Short exercise –
Reproduce every line of the entries below, starting with the line containing "Exercise. Tag the dark" and ending with the line containing "x=571, y=16". Keep the request lines and their sample coordinates unchanged, and multiply each coordinate in the answers by 0.6, rounding to the nearest whole number with halves rounded up.

Point labeling entries –
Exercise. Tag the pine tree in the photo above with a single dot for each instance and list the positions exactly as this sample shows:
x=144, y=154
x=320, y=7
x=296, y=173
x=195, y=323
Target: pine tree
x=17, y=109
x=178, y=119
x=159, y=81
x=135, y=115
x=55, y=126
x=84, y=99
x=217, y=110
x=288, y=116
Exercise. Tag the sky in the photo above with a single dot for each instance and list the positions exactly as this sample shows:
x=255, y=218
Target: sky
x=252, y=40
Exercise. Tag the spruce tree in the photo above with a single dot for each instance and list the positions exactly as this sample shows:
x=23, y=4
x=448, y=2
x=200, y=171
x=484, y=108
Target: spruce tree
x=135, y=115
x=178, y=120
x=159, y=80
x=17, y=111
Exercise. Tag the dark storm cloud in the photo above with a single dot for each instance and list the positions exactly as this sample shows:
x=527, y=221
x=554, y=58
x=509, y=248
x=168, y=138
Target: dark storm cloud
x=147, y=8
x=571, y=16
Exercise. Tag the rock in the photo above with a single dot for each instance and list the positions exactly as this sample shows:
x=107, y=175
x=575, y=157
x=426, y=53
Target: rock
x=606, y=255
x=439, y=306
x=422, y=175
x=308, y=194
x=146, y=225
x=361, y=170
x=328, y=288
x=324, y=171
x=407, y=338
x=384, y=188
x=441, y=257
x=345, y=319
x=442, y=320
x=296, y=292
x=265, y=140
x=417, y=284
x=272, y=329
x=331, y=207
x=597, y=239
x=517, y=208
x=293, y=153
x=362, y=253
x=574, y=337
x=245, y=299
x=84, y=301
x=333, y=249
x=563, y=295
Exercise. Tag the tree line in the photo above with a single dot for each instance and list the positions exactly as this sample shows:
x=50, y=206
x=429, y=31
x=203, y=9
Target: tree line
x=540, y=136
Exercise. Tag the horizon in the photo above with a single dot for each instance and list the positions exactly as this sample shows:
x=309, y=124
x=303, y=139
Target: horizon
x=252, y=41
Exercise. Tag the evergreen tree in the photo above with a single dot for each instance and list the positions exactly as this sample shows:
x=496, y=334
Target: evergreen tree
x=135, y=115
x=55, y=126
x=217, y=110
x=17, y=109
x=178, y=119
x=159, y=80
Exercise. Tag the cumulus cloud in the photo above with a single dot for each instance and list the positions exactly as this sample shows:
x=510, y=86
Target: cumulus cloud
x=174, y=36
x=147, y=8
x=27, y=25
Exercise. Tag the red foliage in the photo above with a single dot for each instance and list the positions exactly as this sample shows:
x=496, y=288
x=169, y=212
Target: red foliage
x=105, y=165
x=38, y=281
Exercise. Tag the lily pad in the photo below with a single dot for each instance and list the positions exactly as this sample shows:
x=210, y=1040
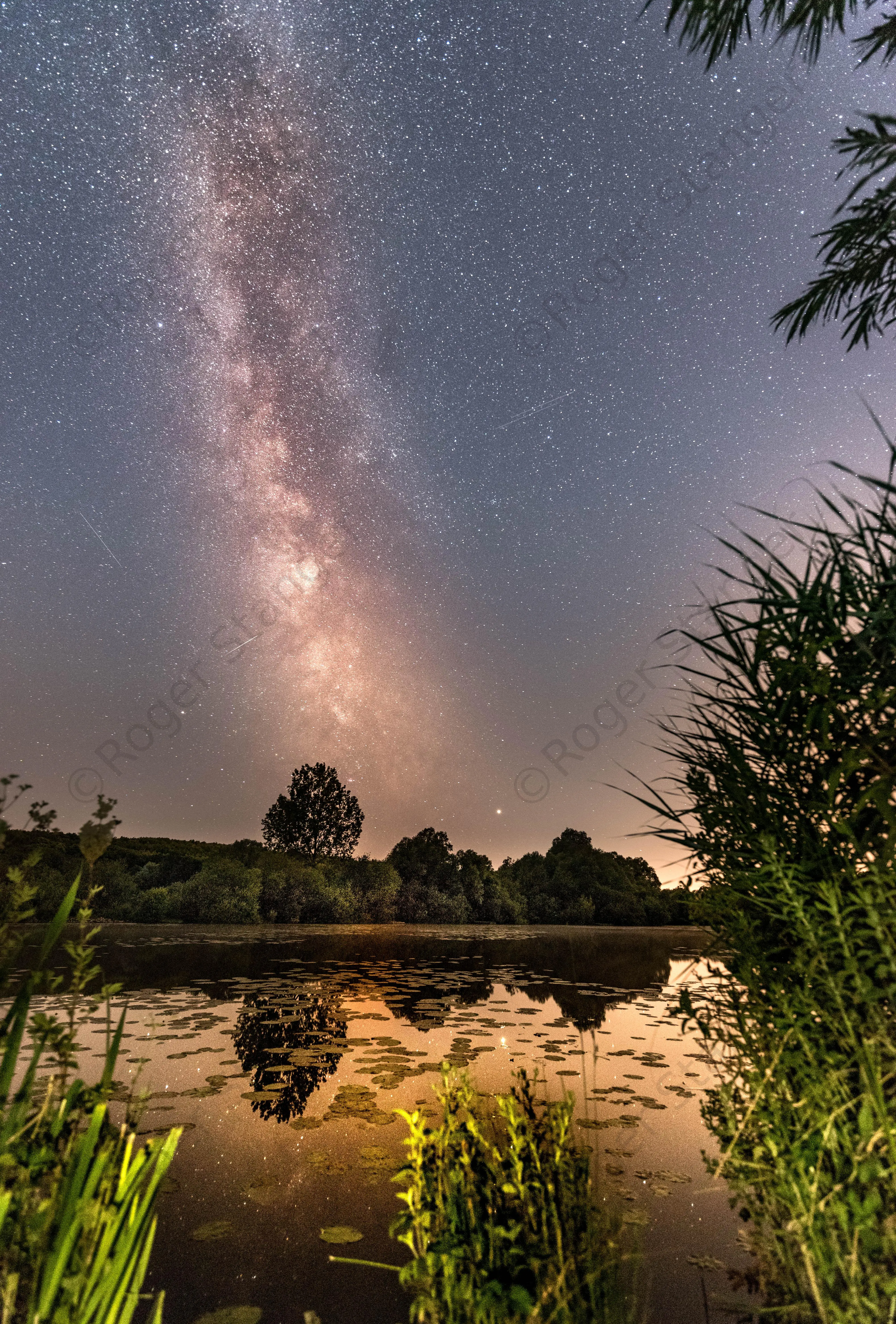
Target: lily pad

Complete answer –
Exercise. Tag the dark storm cloud in the photo above with a single dot for each instance and list the positions exactly as this sample shows:
x=527, y=221
x=554, y=58
x=509, y=248
x=168, y=138
Target: dark storm cloud
x=88, y=5
x=343, y=10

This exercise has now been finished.